(Location-identification items)
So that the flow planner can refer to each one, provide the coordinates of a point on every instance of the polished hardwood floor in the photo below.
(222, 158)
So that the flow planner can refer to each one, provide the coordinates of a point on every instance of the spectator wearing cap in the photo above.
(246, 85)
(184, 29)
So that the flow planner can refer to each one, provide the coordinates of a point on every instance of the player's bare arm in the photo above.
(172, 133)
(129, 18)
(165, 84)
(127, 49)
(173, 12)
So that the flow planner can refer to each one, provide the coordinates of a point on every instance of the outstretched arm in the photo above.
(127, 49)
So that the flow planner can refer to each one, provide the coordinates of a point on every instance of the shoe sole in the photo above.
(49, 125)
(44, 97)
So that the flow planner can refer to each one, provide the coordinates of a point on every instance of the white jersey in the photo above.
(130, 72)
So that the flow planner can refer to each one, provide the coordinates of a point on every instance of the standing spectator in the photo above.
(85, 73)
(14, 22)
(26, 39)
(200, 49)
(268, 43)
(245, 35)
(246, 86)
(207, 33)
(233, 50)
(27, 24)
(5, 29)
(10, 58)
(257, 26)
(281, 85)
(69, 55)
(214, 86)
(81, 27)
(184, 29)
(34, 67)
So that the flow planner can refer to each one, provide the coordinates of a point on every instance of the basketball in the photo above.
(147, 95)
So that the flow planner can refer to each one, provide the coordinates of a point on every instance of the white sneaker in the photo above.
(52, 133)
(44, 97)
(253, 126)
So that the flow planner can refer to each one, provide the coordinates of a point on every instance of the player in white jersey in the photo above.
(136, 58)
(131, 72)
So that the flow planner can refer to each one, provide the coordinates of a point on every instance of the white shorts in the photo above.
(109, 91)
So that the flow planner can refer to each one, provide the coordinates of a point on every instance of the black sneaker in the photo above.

WHAT TO DO
Rewrite all of the records above, replacing every occurrence of "flow planner" with "navigation system" and leaving everything else the same.

EXERCISE SOLUTION
So that the navigation system can refer to each one, provide the coordinates of a point on every instance of the polished hardwood floor in the photo below.
(222, 158)
So that the navigation system can refer to each one, provide the coordinates of a point on every instance of the spectator wearing cap in the photo above.
(246, 85)
(184, 29)
So that the navigation system can refer to each one, provide the coordinates of a point on every instance of the player's bare arm in the photo above.
(172, 133)
(129, 18)
(165, 84)
(127, 49)
(173, 12)
So that the navigation system can refer to each one, provide the coordinates of a point on every instance of the outstretched arm in the photo above.
(127, 49)
So that the navigation system can refer to each one, provide the coordinates of a point on every instance of the shoe sole in the photo above.
(49, 125)
(44, 97)
So that the navigation system can refer to each one, provide the coordinates of a point on every instance of the white jersey in the photo above.
(130, 72)
So that the navigation system can refer to each one, provide the coordinates of a point on every instance of the standing spectator in the photo above.
(85, 73)
(14, 22)
(26, 39)
(200, 49)
(268, 43)
(245, 35)
(246, 86)
(207, 33)
(233, 50)
(27, 24)
(5, 29)
(10, 58)
(257, 26)
(281, 85)
(69, 55)
(214, 86)
(81, 27)
(184, 29)
(34, 67)
So that the navigation system can refer to each one, provide the coordinates of a point on every instance of the basketball in the photo above.
(147, 95)
So that the navigation system can refer to each one, provide the coordinates of a point on every instance of the white sneaker in the photo above.
(52, 133)
(44, 97)
(253, 126)
So that the navigation system can refer to each one, provide the coordinates of a point on every instance of the player in white jersey in the photo above.
(136, 58)
(131, 72)
So that the navigation system can refer to each one, provide the coordinates of a point on every instance of the white shorts in the photo above.
(109, 91)
So that the navigation system can refer to each one, provide the coordinates of a point on every instance of the black sneaker in the photo above.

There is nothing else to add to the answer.